WHAT YOU NEED TO DO
In the listing that follows, locate the line containing "sample | x=120, y=68" and the line containing "target | persimmon skin". Retype exactly those two lines and every line between them, and nothing more.

PROVIDED DATA
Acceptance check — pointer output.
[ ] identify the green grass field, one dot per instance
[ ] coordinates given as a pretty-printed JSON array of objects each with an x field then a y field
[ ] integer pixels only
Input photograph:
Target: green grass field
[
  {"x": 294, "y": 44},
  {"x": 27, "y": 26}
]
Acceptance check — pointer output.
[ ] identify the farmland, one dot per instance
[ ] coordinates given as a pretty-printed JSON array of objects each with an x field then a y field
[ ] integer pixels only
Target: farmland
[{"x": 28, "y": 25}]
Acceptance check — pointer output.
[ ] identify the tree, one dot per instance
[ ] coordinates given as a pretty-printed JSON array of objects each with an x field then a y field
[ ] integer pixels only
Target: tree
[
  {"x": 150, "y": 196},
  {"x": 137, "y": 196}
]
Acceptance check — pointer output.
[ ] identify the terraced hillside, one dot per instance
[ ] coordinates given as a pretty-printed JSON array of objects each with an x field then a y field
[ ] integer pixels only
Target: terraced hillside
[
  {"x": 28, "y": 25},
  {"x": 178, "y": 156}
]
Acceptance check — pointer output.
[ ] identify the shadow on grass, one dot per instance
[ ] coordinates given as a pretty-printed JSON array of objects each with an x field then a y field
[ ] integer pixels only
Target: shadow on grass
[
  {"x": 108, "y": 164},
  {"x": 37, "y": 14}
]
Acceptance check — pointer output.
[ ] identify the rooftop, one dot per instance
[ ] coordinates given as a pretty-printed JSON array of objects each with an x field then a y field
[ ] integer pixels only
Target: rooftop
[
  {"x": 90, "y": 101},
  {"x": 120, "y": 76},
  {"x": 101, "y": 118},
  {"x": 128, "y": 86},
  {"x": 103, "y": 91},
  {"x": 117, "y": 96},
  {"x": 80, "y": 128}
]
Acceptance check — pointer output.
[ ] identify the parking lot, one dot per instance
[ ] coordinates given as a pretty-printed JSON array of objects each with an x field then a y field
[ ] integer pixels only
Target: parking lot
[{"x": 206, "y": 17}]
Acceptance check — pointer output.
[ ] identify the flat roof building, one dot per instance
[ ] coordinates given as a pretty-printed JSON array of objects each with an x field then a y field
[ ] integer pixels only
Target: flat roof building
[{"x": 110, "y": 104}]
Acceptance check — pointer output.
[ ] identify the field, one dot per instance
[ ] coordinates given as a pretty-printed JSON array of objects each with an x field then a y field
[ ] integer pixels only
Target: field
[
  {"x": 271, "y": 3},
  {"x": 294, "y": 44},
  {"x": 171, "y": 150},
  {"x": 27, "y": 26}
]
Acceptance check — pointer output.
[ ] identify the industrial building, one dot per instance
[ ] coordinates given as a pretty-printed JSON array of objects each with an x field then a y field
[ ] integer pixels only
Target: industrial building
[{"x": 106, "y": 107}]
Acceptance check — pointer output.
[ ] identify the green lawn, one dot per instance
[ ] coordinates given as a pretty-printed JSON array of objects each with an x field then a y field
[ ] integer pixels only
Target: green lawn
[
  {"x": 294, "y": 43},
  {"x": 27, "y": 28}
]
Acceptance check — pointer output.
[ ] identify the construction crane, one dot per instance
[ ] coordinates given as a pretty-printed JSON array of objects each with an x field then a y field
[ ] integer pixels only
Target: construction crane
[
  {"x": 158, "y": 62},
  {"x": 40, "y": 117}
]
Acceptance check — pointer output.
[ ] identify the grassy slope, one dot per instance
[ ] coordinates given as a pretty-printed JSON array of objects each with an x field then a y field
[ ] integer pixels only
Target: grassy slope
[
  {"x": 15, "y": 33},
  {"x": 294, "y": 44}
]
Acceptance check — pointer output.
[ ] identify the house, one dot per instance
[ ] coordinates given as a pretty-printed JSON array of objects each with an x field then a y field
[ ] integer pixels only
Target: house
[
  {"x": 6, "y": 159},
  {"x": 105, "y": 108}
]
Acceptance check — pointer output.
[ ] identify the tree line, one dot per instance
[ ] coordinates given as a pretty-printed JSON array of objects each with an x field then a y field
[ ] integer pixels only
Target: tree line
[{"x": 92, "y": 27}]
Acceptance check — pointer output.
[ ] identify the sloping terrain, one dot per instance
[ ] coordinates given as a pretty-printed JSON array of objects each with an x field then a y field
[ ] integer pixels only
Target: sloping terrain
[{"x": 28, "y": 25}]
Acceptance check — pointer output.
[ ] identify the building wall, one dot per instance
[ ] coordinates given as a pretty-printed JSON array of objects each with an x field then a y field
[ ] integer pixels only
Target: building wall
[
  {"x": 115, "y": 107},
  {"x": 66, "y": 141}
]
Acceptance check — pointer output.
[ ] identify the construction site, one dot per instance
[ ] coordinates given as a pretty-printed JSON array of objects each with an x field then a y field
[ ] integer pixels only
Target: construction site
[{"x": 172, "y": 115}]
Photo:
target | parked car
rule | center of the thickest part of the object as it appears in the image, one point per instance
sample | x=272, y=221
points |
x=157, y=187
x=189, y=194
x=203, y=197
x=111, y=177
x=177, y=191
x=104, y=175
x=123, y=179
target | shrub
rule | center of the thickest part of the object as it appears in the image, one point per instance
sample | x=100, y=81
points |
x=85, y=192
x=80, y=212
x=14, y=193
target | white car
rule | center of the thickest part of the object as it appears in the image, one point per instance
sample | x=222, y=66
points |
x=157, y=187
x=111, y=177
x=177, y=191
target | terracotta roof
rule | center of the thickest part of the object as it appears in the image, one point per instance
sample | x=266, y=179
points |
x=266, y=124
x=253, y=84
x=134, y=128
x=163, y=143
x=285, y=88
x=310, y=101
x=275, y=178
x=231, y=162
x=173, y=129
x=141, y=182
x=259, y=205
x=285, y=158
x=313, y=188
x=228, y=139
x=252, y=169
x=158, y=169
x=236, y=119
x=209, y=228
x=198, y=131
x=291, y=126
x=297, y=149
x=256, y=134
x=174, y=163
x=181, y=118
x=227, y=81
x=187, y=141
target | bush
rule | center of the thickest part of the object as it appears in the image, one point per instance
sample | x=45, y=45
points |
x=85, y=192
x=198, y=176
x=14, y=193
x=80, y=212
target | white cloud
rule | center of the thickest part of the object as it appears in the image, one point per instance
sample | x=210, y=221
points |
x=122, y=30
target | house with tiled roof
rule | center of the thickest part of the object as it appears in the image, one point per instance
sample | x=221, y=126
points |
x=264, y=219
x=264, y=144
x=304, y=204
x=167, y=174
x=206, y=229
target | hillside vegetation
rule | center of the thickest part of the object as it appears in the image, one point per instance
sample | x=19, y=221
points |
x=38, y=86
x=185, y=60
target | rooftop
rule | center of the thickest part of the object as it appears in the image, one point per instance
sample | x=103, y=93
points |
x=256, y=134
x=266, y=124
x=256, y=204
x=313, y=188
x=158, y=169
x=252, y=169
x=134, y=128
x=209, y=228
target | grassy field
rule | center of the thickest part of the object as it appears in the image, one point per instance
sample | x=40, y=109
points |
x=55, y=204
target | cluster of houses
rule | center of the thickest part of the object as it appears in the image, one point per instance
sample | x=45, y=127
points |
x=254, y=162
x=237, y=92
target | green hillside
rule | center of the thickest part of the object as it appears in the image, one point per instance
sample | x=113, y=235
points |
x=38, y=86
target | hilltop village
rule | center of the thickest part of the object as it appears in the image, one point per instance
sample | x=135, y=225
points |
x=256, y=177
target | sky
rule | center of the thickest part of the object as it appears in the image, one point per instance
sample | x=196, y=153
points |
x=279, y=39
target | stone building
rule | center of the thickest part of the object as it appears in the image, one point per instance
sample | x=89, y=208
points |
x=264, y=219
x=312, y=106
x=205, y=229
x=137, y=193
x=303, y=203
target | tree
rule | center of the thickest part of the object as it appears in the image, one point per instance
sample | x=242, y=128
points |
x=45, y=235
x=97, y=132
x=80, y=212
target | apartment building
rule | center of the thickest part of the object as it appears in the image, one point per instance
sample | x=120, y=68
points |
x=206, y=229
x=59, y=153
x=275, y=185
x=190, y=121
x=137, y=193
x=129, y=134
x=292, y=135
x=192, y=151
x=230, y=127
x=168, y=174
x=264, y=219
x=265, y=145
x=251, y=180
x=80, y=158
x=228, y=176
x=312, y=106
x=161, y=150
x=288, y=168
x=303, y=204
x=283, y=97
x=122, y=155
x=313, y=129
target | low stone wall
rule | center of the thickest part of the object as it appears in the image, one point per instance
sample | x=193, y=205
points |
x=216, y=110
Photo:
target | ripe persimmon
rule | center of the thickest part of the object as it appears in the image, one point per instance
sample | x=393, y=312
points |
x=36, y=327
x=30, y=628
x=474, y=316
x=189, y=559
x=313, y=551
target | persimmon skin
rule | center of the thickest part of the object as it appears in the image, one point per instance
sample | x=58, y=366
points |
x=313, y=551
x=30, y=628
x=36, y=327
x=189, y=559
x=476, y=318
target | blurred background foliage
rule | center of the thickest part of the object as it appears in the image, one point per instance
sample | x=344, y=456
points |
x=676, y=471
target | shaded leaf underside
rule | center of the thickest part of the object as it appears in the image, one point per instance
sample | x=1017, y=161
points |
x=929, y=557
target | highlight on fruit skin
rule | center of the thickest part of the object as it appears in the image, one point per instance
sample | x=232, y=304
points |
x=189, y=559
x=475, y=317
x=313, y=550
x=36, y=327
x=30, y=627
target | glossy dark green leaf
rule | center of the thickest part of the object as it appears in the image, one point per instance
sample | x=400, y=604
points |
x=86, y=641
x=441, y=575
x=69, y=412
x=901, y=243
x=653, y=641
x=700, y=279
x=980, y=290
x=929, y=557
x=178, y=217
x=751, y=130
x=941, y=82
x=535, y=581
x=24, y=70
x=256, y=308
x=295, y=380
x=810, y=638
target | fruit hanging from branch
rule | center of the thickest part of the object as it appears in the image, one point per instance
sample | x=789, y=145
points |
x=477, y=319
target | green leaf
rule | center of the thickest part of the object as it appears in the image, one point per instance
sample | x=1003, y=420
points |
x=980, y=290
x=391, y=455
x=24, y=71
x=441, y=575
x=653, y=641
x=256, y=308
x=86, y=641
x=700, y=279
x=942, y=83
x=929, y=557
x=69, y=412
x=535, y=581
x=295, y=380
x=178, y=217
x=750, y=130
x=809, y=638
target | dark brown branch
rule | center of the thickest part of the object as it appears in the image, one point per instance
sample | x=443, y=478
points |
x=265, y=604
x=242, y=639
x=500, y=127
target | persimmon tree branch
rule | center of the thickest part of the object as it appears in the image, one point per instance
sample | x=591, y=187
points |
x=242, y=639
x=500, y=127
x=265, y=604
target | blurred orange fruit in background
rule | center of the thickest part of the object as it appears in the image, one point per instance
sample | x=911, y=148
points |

WRITTEN ANSWER
sample | x=120, y=68
points |
x=206, y=229
x=59, y=153
x=275, y=185
x=190, y=121
x=137, y=193
x=129, y=134
x=292, y=135
x=192, y=151
x=230, y=127
x=168, y=174
x=264, y=219
x=265, y=145
x=251, y=180
x=80, y=158
x=228, y=176
x=312, y=106
x=161, y=150
x=288, y=168
x=303, y=204
x=283, y=97
x=122, y=155
x=313, y=129
target | low stone wall
rule | center of the thickest part of the object as it appears in the image, one point per instance
sample | x=193, y=205
points |
x=216, y=110
Photo:
target | ripe persimmon
rule | center of the thickest part of the object as it appears in the image, one point per instance
sample | x=393, y=312
points |
x=36, y=327
x=30, y=628
x=474, y=316
x=189, y=559
x=313, y=551
target | persimmon skin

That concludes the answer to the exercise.